══ SEZIONE DEL DOCUMENTO
La cessione di terreni comuni a particolari prosegue in epoca di Restaurazione [si veda ivi quella di «un tratto di strada comunale» concessa al cavalier Del Pozzo, fasc. 29, 1819], negli anni della risistemazione di alcuni impianti (per es. i forni) e della rete viaria locale [ivi, fasc. 30-30, 1820-24; fasc. 37, 1825, alienazione di un gerbido a Pietro Giovanni Pasquini; fasc. 41, 1829].
I catasti moncalvesi, moderni e ottocenteschi, restano da studiare accuratamente, ma nel 1939, XVII E.F., previe verifiche a tenore della nota ministeriale del 29 luglio 1935 sulla liquidazione degli usi civici, «il patrimonio terriero del Comune soggetto a sistemazione» risultava essere di «ettari 2 12 60, in parte pascolivo e boschivo, in parte seminativo e prativo». Assegnato al demanio, di pertinenza del Ministero dell’Agricoltura e foreste, il podestà, secondo la legge, avrebbe potuto alienarlo «mediante richiesta al Ministero» [A. C. Usi Civici, Provincia di Asti, Moncalvo, fasc. 69, decreto del 6 maggio 1939]. Le rilevazioni, in ossequio alla legge 16 giugno 1927, erano state effettuate a partire dal 1928 a opera del geometra Bonetto. Nel ’25, rispondendo a una prima inchiesta del Commissariato di Torino, il sindaco di Moncalvo aveva risposto «che in questo Comune non esistono usi civici e servitù di sorta, e nemmeno si accampano pretese di sorta» [ivi, lettera del 5 settembre 1925, firma illeggibile]; la notizia era stata confermata dal podestà Caligaris due anni più tardi: «nel territorio di questo Comune non esistono usi civici. Esiste il diritto di uso dell’acqua di alcune sorgenti di acqua potabile site in terreno privato, ma sempre, da tempo immemorabile, usufruite dalla popolazione» [ivi, lettera del 24 aprile 1927]. Da ulteriore accertamento risulta che tali sorgenti erano una «fontana denominata “Bol davanti”, sita in questo territorio, frazione Castellino, su proprietà di certo Rampone Benvenuto» e un altro fontanone «in regione Sotto Spinerolo, territorio di questo capoluogo, su proprietà di certo Rabbione Secondo»; a queste andava aggiunto un «canale o bedale che in passato alimentava un molino, ora distrutto, e la cui acqua spettava ai proprietari di detto molino, detto “Molino di Moncalvo”» ormai in stato di abbandono e dunque da ridurre, secondo il nuovo podestà Stefanis, al vincolo di uso pubblico [ivi, lettera del 25 marzo 1928]. Anche Penango, ormai comune e ancora dipendente – nei primi anni Trenta – dalla provincia di Alessandria, aveva beni comuni per ettari «2 79 77», sempre di natura mista; non risultano, tuttavia, negli atti ricognitivi cenni all’antica separazione da Moncalvo o a eventuali problemi di confine protrattisi dal Settecento.
════
══ RIGHE
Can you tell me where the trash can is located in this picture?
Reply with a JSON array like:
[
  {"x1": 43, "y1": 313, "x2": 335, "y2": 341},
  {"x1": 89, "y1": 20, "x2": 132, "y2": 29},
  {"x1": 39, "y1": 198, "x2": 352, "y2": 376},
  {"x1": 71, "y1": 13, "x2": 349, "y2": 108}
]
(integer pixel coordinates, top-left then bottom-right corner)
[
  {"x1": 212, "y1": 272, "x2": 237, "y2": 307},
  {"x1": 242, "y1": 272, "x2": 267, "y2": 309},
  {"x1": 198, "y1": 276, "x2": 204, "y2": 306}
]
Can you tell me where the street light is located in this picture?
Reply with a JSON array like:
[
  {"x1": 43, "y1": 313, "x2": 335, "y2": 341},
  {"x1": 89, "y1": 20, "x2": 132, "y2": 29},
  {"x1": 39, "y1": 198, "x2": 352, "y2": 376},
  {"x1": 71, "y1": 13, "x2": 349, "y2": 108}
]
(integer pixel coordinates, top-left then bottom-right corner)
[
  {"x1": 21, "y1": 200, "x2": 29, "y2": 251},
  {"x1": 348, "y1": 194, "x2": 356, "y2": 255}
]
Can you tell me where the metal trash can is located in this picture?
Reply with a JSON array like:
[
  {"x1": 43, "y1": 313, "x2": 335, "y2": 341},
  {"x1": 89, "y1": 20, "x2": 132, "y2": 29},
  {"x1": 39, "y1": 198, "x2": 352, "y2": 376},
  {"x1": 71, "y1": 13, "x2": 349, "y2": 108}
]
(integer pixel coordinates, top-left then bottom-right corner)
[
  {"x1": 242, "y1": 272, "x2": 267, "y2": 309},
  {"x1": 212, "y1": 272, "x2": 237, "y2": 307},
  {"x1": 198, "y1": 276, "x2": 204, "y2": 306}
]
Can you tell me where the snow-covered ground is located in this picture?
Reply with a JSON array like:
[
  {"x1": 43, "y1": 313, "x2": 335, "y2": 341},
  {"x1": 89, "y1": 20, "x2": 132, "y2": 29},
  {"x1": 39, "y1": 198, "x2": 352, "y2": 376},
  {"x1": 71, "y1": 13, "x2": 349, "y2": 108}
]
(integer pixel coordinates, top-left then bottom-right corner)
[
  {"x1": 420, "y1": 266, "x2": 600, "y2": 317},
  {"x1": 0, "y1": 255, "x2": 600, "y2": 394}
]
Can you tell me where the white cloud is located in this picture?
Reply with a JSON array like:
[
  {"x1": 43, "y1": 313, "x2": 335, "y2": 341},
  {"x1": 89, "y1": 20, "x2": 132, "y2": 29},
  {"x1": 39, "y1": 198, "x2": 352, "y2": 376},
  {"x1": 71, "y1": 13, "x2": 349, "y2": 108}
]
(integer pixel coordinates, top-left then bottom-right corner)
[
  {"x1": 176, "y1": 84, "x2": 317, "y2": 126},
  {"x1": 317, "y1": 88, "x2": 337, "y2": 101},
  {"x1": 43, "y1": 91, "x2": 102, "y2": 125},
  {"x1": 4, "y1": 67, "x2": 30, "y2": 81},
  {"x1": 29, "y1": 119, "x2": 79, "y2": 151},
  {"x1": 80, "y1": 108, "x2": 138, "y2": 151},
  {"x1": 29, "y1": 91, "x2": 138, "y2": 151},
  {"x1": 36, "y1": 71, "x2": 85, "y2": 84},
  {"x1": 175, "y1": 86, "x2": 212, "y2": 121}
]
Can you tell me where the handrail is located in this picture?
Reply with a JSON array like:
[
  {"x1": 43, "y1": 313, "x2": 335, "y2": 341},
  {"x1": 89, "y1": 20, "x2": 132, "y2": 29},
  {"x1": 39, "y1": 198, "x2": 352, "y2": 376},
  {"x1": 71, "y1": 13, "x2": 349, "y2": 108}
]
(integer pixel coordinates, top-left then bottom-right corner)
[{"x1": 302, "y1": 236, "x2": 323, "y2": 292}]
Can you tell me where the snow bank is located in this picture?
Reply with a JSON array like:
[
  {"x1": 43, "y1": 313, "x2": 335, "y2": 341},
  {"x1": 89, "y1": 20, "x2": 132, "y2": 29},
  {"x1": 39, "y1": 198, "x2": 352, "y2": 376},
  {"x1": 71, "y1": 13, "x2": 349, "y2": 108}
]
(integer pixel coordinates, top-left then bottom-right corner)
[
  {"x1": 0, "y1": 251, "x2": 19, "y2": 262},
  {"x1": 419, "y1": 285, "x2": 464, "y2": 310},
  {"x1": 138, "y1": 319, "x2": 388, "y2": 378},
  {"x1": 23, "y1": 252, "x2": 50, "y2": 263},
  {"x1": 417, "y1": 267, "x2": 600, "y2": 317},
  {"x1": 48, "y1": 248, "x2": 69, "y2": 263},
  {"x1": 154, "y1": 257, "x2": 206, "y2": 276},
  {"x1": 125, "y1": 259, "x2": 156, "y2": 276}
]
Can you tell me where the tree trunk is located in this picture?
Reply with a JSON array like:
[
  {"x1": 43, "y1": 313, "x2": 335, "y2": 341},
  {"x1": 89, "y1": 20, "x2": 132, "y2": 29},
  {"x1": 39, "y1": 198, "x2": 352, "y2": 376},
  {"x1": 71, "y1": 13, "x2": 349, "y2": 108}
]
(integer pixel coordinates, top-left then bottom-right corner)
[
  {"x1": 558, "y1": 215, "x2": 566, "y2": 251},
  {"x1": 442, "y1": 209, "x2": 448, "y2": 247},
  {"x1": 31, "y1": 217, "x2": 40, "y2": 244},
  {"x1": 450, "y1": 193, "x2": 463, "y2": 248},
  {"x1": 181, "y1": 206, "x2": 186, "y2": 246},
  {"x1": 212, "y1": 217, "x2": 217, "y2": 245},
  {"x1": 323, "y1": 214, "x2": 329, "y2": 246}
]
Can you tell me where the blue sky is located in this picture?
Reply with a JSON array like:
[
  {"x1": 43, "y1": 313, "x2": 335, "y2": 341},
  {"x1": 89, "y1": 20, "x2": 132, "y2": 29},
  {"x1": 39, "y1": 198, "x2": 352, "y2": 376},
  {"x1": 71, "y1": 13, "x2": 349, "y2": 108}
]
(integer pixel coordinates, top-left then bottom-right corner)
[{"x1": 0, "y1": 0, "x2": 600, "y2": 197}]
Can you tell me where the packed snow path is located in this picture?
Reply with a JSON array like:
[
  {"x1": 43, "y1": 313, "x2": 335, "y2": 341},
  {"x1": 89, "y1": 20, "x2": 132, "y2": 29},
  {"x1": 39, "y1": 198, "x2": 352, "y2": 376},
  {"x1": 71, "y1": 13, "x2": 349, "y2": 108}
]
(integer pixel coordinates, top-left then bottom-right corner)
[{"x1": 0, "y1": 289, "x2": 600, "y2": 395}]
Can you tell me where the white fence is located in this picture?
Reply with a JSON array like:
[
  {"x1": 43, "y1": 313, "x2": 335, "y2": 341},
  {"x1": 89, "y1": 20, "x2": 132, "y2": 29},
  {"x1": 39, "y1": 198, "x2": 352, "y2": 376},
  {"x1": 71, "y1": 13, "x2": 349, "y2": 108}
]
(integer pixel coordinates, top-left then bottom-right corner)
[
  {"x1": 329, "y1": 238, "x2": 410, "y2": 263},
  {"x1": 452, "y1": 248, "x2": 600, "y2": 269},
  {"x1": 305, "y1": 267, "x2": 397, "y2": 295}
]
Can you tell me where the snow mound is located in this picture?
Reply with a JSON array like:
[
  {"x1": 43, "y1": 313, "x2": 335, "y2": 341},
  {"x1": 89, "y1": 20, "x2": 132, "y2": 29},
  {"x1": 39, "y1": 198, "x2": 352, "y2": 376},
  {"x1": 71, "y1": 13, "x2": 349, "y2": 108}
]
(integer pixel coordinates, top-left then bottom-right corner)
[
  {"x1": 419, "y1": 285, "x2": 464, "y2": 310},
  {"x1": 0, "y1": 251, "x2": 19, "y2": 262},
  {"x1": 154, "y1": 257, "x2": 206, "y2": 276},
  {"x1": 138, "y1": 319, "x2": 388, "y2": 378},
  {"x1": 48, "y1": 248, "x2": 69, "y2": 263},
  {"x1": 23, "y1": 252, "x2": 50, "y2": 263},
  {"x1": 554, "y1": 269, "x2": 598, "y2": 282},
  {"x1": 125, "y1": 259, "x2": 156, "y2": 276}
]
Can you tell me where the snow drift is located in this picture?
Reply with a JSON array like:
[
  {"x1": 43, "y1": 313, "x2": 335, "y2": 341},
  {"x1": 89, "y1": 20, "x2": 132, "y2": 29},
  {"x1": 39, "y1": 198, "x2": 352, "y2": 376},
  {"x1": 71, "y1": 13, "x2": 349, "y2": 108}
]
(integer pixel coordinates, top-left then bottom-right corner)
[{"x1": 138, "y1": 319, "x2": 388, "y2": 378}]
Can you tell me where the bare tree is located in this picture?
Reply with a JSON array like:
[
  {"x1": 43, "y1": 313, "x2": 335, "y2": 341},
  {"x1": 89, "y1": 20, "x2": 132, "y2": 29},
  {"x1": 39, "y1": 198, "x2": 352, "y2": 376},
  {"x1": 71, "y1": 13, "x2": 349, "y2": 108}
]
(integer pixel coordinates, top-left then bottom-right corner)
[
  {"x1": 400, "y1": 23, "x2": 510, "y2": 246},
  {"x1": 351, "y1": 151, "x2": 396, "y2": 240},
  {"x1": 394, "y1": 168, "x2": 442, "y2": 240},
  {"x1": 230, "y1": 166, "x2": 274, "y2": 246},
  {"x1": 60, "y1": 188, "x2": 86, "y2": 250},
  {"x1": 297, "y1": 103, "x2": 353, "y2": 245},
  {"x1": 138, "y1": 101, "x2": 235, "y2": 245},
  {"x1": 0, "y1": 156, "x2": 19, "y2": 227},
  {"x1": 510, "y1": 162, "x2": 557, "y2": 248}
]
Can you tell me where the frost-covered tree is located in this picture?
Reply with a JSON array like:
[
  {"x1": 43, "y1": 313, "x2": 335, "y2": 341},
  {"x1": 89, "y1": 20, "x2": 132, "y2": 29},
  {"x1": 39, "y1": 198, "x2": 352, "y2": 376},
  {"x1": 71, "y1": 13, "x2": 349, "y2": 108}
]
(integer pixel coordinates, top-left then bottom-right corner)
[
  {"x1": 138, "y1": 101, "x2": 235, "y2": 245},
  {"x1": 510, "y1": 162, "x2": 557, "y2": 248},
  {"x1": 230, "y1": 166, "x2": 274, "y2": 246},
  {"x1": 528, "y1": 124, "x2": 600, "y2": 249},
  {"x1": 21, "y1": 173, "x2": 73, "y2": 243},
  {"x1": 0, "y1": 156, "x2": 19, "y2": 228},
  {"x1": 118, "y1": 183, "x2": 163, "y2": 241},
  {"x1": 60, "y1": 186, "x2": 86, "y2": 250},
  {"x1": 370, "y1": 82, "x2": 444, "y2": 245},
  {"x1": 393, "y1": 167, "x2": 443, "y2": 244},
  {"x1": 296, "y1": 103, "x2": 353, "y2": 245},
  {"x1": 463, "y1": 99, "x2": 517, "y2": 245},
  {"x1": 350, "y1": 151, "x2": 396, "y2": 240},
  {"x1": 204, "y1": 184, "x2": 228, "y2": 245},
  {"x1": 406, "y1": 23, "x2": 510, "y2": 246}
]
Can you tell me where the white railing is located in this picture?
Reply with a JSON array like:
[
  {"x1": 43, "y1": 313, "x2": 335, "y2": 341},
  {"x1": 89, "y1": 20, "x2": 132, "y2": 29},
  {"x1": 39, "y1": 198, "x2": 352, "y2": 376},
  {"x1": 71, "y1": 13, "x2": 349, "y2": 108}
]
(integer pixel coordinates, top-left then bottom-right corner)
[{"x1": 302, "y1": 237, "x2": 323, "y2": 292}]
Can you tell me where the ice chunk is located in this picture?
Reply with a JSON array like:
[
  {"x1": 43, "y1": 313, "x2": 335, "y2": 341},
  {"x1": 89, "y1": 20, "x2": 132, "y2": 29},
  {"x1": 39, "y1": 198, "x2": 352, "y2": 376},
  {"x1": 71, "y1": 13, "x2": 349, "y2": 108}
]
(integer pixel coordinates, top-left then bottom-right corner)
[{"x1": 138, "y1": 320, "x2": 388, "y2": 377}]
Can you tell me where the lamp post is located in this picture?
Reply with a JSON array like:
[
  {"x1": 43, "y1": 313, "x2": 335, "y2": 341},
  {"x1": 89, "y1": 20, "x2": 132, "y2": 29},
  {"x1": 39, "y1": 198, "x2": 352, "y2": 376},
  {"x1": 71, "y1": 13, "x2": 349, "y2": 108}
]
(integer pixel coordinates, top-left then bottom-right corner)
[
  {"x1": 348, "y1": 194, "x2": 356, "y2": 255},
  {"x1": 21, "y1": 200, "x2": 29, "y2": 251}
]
════
_COMPITI DA SVOLGERE_.
a) Secondo il testo sui beni comuni di Moncalvo, chi eseguì le rilevazioni iniziate nel 1928?
b) Riprendi il testo sui beni comuni di Moncalvo dopo la sua ultima frase.

_RISPOSTE AI COMPITI_.
a) Il geometra Bonetto.

b)
Fonti
A.C.M. (Archivio Storico del Comune di Moncalvo). Vedi inventario.
Poiché l’archivio è ancora in fase di riordino (agosto 2008; incarico di Antonio Barbato), l’inventario non è al momento disponibile. Le serie principali, tuttavia, sono individuabili e ben rappresentate: gli Ordinati comunali, per esempio, partono dal 1533 e sono continuativi per tutta l’età moderna, con poche lacune seicentesche.
Tra le liti territoriali, quella di maggior rilevanza è la controversia che oppose i cantoni di Penango, Cioccaro e Patro alla comunità di Moncalvo, risoltasi con la separazione dei primi tre dal territorio del capoluogo nel 1704 e con strascichi amministrativo-fiscali protrattisi nel corso del secolo (n. 2).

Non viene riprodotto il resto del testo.